## [Records for this exercise]
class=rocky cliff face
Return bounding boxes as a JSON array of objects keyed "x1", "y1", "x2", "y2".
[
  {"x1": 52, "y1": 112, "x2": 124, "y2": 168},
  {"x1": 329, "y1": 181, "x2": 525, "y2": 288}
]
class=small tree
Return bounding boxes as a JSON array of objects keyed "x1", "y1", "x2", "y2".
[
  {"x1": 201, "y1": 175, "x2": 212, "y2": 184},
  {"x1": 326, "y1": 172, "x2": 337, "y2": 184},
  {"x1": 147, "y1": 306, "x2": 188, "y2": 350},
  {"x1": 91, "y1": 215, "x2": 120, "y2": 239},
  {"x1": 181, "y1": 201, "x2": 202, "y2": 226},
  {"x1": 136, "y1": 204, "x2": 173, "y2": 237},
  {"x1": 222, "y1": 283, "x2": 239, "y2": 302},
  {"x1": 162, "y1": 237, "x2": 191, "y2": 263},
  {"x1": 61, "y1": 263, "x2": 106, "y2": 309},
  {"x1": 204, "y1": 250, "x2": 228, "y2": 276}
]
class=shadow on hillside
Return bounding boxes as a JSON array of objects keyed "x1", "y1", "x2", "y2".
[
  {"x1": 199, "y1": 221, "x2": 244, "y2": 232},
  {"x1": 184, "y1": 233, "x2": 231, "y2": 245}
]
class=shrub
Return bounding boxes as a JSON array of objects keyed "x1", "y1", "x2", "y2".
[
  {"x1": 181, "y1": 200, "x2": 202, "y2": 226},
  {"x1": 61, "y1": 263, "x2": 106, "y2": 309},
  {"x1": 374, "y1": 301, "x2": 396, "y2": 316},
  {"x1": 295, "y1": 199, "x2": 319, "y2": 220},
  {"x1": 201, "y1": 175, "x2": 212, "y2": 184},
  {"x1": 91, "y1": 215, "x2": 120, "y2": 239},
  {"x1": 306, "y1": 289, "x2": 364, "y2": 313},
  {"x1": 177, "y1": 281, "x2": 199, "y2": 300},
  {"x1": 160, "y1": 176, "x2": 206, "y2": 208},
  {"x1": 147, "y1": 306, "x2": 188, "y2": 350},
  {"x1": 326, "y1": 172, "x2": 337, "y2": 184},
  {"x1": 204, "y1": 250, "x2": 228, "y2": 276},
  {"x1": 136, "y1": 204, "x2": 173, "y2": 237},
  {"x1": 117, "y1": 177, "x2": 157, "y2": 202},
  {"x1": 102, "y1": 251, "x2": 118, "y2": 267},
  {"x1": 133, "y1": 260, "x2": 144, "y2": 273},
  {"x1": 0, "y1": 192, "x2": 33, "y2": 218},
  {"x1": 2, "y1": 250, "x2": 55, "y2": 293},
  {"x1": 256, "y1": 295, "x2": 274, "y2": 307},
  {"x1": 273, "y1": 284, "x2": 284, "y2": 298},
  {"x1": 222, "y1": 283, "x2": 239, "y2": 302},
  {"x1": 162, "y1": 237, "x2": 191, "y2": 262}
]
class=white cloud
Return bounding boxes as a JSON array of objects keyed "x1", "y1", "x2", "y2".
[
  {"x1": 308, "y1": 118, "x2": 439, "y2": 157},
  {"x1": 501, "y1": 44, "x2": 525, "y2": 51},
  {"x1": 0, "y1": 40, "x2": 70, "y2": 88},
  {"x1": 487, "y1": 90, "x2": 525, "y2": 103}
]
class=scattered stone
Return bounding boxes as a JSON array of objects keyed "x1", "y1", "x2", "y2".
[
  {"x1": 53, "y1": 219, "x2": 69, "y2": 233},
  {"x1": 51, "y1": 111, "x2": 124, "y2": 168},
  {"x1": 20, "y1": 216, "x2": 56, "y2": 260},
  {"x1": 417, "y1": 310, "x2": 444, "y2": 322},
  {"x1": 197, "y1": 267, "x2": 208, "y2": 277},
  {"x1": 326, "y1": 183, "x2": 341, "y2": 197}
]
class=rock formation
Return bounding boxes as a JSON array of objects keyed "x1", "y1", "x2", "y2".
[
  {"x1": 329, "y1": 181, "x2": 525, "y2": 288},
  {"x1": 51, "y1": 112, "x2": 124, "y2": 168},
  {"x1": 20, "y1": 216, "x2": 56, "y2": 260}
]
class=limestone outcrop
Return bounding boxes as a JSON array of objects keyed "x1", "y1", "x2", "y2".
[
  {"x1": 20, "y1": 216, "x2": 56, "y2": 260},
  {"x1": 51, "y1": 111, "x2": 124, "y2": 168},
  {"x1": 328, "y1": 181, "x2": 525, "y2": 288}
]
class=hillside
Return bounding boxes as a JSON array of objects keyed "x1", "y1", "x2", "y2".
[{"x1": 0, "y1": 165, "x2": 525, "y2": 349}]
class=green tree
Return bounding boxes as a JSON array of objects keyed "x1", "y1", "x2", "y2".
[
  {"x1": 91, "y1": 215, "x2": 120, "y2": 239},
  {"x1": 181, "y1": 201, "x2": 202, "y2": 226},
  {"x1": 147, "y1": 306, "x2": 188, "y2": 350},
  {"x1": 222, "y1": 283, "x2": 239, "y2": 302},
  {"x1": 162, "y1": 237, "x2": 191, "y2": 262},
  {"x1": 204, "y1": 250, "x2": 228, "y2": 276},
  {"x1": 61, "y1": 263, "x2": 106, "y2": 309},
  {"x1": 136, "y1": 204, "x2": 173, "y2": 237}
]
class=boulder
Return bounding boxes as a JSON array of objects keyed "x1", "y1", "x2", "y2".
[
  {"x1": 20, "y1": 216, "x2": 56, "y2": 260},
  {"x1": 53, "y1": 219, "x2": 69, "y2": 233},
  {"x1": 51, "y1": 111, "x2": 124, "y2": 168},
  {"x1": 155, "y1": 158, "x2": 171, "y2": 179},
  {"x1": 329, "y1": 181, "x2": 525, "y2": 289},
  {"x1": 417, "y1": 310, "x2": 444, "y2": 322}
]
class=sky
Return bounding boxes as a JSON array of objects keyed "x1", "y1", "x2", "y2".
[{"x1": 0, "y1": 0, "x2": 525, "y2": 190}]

## [Requirements]
Your task is to repeat every entry exactly.

## [Answer in full]
class=rocky cliff face
Return bounding boxes as a JSON array of objects keyed "x1", "y1", "x2", "y2".
[
  {"x1": 52, "y1": 112, "x2": 124, "y2": 168},
  {"x1": 329, "y1": 181, "x2": 525, "y2": 288}
]
class=small tree
Return bounding boxes as a JSON array of objects keyed "x1", "y1", "x2", "y2".
[
  {"x1": 201, "y1": 175, "x2": 212, "y2": 184},
  {"x1": 326, "y1": 172, "x2": 337, "y2": 184},
  {"x1": 147, "y1": 306, "x2": 188, "y2": 350},
  {"x1": 91, "y1": 215, "x2": 120, "y2": 239},
  {"x1": 181, "y1": 201, "x2": 202, "y2": 226},
  {"x1": 136, "y1": 204, "x2": 173, "y2": 237},
  {"x1": 222, "y1": 283, "x2": 239, "y2": 302},
  {"x1": 162, "y1": 237, "x2": 191, "y2": 263},
  {"x1": 61, "y1": 263, "x2": 106, "y2": 309},
  {"x1": 204, "y1": 250, "x2": 228, "y2": 276}
]
class=shadow on hillside
Return bounding boxes as a JSON array of objects keyed "x1", "y1", "x2", "y2".
[
  {"x1": 199, "y1": 221, "x2": 244, "y2": 232},
  {"x1": 184, "y1": 233, "x2": 231, "y2": 245}
]
class=shrub
Return bounding boxes as a JSON array of objects keyed "x1", "y1", "x2", "y2".
[
  {"x1": 181, "y1": 200, "x2": 202, "y2": 226},
  {"x1": 61, "y1": 263, "x2": 106, "y2": 309},
  {"x1": 374, "y1": 301, "x2": 396, "y2": 316},
  {"x1": 295, "y1": 199, "x2": 319, "y2": 220},
  {"x1": 201, "y1": 175, "x2": 212, "y2": 184},
  {"x1": 91, "y1": 215, "x2": 120, "y2": 239},
  {"x1": 306, "y1": 289, "x2": 364, "y2": 313},
  {"x1": 177, "y1": 281, "x2": 199, "y2": 300},
  {"x1": 160, "y1": 176, "x2": 206, "y2": 208},
  {"x1": 147, "y1": 306, "x2": 188, "y2": 350},
  {"x1": 326, "y1": 172, "x2": 337, "y2": 184},
  {"x1": 204, "y1": 250, "x2": 228, "y2": 276},
  {"x1": 136, "y1": 204, "x2": 173, "y2": 237},
  {"x1": 117, "y1": 177, "x2": 157, "y2": 202},
  {"x1": 102, "y1": 251, "x2": 118, "y2": 267},
  {"x1": 133, "y1": 260, "x2": 144, "y2": 273},
  {"x1": 0, "y1": 192, "x2": 33, "y2": 218},
  {"x1": 2, "y1": 250, "x2": 55, "y2": 293},
  {"x1": 256, "y1": 295, "x2": 274, "y2": 307},
  {"x1": 273, "y1": 284, "x2": 284, "y2": 298},
  {"x1": 222, "y1": 283, "x2": 239, "y2": 302},
  {"x1": 162, "y1": 237, "x2": 191, "y2": 262}
]
class=white cloud
Return bounding boxes as a JSON array of objects keyed "x1", "y1", "x2", "y2".
[
  {"x1": 308, "y1": 118, "x2": 439, "y2": 157},
  {"x1": 501, "y1": 44, "x2": 525, "y2": 51},
  {"x1": 0, "y1": 40, "x2": 70, "y2": 88},
  {"x1": 487, "y1": 90, "x2": 525, "y2": 103}
]
class=scattered stone
Return bounding boxes as a JSON array of objects keyed "x1", "y1", "x2", "y2".
[
  {"x1": 53, "y1": 219, "x2": 69, "y2": 233},
  {"x1": 51, "y1": 111, "x2": 124, "y2": 168},
  {"x1": 20, "y1": 216, "x2": 56, "y2": 260},
  {"x1": 417, "y1": 310, "x2": 444, "y2": 322},
  {"x1": 197, "y1": 267, "x2": 208, "y2": 277},
  {"x1": 326, "y1": 183, "x2": 341, "y2": 197}
]
class=rock formation
Return bounding boxes as a JSON array of objects keyed "x1", "y1", "x2", "y2".
[
  {"x1": 329, "y1": 181, "x2": 525, "y2": 288},
  {"x1": 51, "y1": 112, "x2": 124, "y2": 168},
  {"x1": 20, "y1": 216, "x2": 56, "y2": 260}
]
class=limestone outcrop
Return bounding boxes as a JSON array of objects keyed "x1", "y1", "x2", "y2".
[
  {"x1": 20, "y1": 216, "x2": 56, "y2": 260},
  {"x1": 51, "y1": 111, "x2": 124, "y2": 168},
  {"x1": 328, "y1": 181, "x2": 525, "y2": 288}
]
class=hillside
Return bounding boxes as a JSON array of objects keyed "x1", "y1", "x2", "y2".
[{"x1": 0, "y1": 165, "x2": 525, "y2": 349}]
class=green tree
Return bounding boxes as a JSON array of objects keyed "x1", "y1", "x2", "y2".
[
  {"x1": 91, "y1": 215, "x2": 120, "y2": 239},
  {"x1": 181, "y1": 201, "x2": 202, "y2": 226},
  {"x1": 147, "y1": 306, "x2": 188, "y2": 350},
  {"x1": 222, "y1": 283, "x2": 239, "y2": 302},
  {"x1": 162, "y1": 237, "x2": 191, "y2": 262},
  {"x1": 204, "y1": 250, "x2": 228, "y2": 276},
  {"x1": 61, "y1": 263, "x2": 106, "y2": 309},
  {"x1": 136, "y1": 204, "x2": 173, "y2": 237}
]
class=boulder
Return bounding boxes as a JSON array of objects keyed "x1", "y1", "x2", "y2".
[
  {"x1": 20, "y1": 216, "x2": 56, "y2": 260},
  {"x1": 53, "y1": 219, "x2": 69, "y2": 233},
  {"x1": 51, "y1": 111, "x2": 124, "y2": 168},
  {"x1": 155, "y1": 158, "x2": 171, "y2": 179},
  {"x1": 329, "y1": 181, "x2": 525, "y2": 289},
  {"x1": 417, "y1": 310, "x2": 444, "y2": 322}
]
class=sky
Return bounding boxes as a JSON array of objects keyed "x1", "y1", "x2", "y2".
[{"x1": 0, "y1": 0, "x2": 525, "y2": 190}]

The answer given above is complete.